### [EXERCISE TASK]
Can you copy the data below line for line, changing nothing?

### [DATA PROVIDED]

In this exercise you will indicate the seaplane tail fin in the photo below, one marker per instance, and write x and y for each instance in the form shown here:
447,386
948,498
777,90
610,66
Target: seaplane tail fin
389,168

### [WRITTEN RESPONSE]
In this exercise you will indicate the seaplane tail fin in the photo below, one marker per instance, and write x and y for each instance in the form shown here:
447,386
948,498
777,90
610,66
Target: seaplane tail fin
389,168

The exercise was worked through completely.